» How to complete this task
Please give back word for word the lines of the material below between the line containing "Target: mountain slope" and the line containing "[[688, 652], [648, 239], [812, 665]]", inclusive.

» Excerpted records

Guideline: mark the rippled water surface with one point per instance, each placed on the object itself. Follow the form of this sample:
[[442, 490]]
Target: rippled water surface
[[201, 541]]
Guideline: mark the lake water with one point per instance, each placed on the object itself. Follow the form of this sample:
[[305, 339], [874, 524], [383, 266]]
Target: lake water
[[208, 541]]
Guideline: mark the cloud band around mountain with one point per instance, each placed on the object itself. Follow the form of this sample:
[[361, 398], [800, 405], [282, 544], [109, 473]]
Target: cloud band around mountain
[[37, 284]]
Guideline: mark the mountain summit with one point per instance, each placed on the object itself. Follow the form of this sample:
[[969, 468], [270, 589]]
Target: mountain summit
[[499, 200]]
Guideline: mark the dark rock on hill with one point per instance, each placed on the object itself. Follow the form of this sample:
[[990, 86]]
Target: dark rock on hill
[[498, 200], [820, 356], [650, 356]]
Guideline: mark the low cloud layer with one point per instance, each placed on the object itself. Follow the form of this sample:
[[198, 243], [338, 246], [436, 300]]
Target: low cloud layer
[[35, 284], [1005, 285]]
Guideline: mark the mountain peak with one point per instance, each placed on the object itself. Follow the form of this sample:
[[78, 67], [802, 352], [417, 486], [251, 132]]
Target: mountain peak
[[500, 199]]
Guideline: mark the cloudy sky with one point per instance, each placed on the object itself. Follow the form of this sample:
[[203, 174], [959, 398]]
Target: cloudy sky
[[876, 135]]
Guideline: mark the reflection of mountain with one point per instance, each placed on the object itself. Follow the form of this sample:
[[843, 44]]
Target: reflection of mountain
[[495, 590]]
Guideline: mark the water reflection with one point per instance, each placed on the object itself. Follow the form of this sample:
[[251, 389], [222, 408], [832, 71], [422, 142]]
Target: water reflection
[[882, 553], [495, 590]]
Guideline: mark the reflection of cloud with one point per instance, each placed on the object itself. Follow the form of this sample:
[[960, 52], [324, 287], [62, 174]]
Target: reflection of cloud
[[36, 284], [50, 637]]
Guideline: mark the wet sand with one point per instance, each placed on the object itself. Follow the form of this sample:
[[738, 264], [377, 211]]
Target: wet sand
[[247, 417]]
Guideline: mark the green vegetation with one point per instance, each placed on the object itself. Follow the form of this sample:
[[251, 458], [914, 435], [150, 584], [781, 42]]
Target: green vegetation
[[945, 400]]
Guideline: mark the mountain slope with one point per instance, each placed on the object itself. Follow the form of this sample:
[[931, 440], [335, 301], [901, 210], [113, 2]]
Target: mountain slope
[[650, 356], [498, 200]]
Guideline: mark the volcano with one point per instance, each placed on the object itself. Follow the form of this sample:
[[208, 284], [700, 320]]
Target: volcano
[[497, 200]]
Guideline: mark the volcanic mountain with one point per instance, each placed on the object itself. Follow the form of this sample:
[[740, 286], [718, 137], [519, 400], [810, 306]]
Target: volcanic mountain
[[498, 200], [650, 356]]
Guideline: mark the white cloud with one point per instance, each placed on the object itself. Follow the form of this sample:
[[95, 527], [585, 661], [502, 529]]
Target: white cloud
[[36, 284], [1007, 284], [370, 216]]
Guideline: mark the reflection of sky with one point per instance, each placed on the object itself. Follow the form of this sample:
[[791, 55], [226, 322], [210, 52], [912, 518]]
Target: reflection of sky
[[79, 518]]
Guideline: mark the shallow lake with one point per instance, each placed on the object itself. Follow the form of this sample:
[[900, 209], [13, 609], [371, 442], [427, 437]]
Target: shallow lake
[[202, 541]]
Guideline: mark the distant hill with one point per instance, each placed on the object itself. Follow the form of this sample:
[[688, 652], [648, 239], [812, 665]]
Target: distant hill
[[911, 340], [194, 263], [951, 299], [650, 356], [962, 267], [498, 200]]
* * *
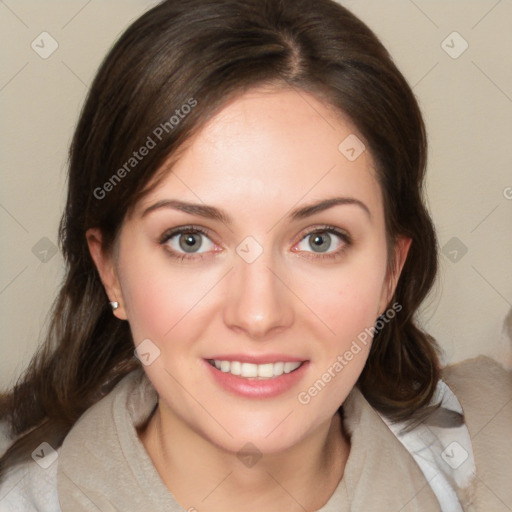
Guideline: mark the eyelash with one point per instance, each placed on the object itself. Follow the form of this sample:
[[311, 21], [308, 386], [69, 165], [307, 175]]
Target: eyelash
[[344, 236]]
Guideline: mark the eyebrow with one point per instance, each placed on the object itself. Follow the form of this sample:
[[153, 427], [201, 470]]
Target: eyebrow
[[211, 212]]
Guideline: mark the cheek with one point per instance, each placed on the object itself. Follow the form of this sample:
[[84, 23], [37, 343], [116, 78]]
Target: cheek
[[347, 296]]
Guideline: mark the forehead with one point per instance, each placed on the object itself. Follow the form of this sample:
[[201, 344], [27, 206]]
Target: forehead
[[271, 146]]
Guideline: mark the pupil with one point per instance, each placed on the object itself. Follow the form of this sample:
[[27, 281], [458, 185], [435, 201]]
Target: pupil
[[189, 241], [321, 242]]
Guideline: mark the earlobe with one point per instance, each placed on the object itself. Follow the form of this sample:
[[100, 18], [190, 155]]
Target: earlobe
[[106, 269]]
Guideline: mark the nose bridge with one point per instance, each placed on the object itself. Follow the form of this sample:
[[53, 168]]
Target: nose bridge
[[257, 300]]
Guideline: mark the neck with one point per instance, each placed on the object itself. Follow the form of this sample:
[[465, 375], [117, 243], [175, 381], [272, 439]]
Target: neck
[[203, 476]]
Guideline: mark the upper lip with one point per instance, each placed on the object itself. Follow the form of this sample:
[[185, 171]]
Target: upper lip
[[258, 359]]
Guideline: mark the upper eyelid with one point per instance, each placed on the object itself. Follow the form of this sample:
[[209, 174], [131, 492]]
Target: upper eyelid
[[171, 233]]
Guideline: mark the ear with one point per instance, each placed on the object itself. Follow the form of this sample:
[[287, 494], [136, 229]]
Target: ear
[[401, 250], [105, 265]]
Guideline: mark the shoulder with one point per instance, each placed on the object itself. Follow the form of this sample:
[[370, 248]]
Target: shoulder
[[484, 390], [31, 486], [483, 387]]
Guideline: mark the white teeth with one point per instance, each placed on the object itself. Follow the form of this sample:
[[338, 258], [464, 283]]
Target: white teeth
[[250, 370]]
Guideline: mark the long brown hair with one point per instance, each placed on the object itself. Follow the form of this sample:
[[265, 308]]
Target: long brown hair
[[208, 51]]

» Result of this task
Target: mountain slope
[[650, 356], [498, 200]]
Guideline: mark the volcano with one point per instance, each placed on the object itself. Follow the form of this sample:
[[208, 284], [700, 320]]
Target: volcano
[[497, 200]]
Guideline: mark the volcanic mountain with one point per instance, each placed on the object itself. Follow the form of this sample:
[[740, 286], [718, 137], [519, 400], [810, 306]]
Target: volcanic mountain
[[498, 200], [650, 356]]
Guideline: mark the white cloud with one point per instance, each placed on the object itself. Follow the form of this sample:
[[95, 527], [585, 661], [502, 529]]
Target: white cloud
[[36, 284], [1007, 284], [370, 216]]
Guideline: mark the reflection of sky with one point per instance, each placed on the object itself. Follow the form of this sample:
[[791, 55], [226, 322], [210, 52], [912, 518]]
Target: reflection of sky
[[79, 518]]
Guideline: mark the shallow lake with one point per instance, each placed on the object itself. Follow the form of this sample:
[[900, 209], [13, 609], [371, 442], [427, 437]]
Target: shallow lake
[[202, 541]]
Guideline: mark the distant hill with one point per instance, each placed on the object itself. Follow the form of this sample:
[[688, 652], [648, 239], [812, 665]]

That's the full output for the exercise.